>> START Data excerpts

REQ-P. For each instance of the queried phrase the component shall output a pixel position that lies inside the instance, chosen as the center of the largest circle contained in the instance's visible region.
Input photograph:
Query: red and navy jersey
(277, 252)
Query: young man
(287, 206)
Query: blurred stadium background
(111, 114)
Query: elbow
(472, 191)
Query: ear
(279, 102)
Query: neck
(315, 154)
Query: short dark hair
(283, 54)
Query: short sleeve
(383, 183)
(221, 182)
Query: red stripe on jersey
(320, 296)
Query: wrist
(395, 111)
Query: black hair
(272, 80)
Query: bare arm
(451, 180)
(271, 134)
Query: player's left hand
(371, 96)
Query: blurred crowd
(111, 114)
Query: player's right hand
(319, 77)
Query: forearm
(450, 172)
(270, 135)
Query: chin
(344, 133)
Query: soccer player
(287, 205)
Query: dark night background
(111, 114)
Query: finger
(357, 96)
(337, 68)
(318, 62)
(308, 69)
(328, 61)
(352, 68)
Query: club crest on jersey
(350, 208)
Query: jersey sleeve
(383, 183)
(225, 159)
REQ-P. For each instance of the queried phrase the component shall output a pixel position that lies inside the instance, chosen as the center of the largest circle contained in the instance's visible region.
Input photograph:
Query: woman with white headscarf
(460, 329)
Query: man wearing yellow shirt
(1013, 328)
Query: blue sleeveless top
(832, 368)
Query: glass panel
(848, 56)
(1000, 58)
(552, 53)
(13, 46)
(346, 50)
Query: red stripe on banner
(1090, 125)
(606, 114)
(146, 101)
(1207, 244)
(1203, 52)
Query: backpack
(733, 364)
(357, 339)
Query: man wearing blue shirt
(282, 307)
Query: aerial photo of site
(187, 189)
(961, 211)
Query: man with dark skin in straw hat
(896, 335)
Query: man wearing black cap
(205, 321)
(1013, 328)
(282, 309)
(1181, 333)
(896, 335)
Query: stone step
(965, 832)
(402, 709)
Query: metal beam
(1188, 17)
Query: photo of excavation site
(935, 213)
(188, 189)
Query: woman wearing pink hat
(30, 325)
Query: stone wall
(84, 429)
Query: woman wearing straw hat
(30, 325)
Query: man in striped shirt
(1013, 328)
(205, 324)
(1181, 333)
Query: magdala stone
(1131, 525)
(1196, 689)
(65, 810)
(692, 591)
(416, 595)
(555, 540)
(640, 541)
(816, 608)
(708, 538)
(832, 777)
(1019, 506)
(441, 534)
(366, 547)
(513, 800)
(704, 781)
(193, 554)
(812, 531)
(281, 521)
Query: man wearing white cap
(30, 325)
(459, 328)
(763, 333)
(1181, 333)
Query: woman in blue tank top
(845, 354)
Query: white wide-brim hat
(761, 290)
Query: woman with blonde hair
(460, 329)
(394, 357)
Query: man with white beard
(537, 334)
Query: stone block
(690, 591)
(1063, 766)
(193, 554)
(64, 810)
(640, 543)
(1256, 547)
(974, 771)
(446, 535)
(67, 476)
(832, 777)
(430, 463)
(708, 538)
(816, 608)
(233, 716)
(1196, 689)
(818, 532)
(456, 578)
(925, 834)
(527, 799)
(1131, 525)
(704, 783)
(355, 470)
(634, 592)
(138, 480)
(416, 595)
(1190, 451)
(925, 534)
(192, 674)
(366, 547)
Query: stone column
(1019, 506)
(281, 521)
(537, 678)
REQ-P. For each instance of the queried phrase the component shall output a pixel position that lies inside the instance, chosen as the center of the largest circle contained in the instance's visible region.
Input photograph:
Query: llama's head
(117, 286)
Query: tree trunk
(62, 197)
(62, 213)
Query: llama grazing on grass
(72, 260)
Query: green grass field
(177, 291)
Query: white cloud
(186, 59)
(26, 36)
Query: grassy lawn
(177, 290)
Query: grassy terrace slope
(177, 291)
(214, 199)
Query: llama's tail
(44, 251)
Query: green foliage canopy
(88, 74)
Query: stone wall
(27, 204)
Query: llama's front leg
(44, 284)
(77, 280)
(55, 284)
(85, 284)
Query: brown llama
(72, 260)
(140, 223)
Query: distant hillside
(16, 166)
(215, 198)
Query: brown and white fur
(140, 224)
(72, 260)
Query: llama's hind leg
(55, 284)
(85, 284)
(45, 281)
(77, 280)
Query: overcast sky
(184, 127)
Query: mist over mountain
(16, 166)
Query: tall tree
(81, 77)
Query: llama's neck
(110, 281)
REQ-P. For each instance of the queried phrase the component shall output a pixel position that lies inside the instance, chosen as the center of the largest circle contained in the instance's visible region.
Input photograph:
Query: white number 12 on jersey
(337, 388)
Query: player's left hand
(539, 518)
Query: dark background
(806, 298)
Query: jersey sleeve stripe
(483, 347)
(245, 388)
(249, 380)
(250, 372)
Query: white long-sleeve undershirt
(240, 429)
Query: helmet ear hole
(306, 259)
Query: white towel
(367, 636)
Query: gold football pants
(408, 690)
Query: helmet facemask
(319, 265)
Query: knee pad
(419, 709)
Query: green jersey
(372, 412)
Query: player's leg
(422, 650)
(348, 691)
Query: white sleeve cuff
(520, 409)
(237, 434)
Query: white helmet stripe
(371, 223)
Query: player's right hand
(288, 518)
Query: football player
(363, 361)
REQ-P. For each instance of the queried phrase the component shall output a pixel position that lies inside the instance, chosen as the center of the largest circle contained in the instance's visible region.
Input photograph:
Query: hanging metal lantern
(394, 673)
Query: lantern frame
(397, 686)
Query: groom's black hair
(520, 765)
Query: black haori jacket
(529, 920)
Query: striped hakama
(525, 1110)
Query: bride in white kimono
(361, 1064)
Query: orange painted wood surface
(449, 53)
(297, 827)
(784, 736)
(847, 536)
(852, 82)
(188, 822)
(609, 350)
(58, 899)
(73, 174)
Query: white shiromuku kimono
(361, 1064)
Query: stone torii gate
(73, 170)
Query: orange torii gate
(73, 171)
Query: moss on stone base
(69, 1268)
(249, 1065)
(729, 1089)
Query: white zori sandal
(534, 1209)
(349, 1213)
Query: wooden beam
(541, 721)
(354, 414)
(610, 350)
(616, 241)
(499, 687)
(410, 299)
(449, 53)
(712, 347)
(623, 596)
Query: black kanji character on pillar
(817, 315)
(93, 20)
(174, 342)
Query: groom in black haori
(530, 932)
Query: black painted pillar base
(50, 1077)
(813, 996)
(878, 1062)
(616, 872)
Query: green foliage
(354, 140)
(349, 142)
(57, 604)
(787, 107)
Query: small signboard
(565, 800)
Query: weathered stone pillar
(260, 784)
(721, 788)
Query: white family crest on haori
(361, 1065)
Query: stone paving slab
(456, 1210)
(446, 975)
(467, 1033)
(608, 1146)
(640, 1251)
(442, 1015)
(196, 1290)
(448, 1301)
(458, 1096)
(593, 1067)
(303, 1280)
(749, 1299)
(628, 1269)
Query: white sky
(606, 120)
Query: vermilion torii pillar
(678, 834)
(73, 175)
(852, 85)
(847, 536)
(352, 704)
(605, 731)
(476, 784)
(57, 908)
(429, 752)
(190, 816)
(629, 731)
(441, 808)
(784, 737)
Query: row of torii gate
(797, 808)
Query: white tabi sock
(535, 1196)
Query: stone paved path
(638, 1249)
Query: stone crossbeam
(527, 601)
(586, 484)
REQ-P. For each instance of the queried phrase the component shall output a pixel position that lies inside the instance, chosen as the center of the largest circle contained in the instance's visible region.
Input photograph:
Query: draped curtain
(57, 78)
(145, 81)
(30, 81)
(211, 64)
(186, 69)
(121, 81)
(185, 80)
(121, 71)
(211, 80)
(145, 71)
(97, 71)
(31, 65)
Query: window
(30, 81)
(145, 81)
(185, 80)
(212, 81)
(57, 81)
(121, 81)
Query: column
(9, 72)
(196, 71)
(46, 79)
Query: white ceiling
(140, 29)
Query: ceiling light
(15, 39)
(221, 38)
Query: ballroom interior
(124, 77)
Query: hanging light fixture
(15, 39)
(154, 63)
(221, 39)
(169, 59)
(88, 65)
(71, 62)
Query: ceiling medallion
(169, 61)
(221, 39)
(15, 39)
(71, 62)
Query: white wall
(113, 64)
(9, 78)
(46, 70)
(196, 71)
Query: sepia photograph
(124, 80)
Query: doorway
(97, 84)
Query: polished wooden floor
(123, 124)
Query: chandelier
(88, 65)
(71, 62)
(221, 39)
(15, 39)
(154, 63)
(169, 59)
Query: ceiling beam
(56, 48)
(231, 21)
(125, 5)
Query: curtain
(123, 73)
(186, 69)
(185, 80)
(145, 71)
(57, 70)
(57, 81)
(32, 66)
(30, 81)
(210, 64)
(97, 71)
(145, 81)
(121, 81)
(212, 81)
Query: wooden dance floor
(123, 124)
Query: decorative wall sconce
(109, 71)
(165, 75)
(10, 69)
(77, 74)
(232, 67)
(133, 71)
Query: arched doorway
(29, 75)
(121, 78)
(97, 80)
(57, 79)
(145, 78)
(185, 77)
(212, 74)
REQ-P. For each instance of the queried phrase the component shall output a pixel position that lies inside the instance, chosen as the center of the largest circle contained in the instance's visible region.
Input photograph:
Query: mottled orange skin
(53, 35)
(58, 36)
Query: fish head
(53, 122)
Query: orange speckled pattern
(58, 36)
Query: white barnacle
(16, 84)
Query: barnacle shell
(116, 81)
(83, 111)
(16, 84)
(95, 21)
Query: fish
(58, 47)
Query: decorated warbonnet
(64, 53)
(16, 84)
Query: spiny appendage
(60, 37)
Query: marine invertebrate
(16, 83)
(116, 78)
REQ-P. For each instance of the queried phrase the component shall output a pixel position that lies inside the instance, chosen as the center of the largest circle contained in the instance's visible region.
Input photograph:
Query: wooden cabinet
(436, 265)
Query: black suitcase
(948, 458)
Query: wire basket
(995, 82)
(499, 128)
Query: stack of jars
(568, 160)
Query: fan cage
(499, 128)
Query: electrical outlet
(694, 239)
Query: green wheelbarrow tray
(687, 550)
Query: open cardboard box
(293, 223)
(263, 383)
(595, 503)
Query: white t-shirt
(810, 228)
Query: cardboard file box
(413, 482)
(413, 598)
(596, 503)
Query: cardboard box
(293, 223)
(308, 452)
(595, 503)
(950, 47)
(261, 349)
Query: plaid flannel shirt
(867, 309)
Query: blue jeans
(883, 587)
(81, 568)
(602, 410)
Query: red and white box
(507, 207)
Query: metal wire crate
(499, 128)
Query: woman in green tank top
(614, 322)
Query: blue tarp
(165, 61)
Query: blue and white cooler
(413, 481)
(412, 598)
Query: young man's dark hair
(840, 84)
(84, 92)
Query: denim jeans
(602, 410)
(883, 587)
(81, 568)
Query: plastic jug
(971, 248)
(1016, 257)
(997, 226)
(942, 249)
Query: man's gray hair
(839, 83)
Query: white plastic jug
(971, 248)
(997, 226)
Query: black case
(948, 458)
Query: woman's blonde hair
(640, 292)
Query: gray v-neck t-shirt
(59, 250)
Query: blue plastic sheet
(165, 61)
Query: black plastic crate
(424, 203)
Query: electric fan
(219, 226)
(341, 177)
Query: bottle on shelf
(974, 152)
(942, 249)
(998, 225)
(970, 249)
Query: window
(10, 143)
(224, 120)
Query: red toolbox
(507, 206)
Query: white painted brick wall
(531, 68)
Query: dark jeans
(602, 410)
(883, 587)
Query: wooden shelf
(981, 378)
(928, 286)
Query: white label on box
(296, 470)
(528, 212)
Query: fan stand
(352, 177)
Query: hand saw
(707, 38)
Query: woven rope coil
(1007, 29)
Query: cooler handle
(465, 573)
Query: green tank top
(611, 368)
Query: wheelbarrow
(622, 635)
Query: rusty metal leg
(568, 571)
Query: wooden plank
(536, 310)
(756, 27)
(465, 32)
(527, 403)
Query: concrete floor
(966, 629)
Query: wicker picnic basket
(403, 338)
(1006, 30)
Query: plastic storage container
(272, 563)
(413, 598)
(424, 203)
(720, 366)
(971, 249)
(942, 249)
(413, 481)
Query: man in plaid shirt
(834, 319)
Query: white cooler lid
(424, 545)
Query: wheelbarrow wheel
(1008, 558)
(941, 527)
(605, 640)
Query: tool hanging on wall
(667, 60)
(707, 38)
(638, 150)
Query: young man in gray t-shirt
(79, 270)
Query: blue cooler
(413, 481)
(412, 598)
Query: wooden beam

>> END Data excerpts

### Given task
Begin with the line that contains "Query: green tank top" and quote each line after it exactly, stopping after the last line of the data.

### The reply
Query: green tank top
(611, 368)
Query: wheelbarrow
(622, 635)
Query: rusty metal leg
(568, 571)
Query: wooden plank
(536, 310)
(756, 27)
(465, 32)
(527, 403)
Query: concrete floor
(966, 629)
Query: wicker picnic basket
(403, 338)
(1006, 30)
Query: plastic storage container
(272, 563)
(413, 598)
(424, 203)
(720, 366)
(971, 249)
(942, 249)
(413, 481)
Query: man in plaid shirt
(834, 319)
Query: white cooler lid
(424, 545)
Query: wheelbarrow wheel
(1008, 558)
(941, 527)
(605, 640)
Query: tool hanging on wall
(667, 60)
(707, 38)
(638, 150)
Query: young man in gray t-shirt
(79, 270)
Query: blue cooler
(413, 481)
(412, 598)
Query: wooden beam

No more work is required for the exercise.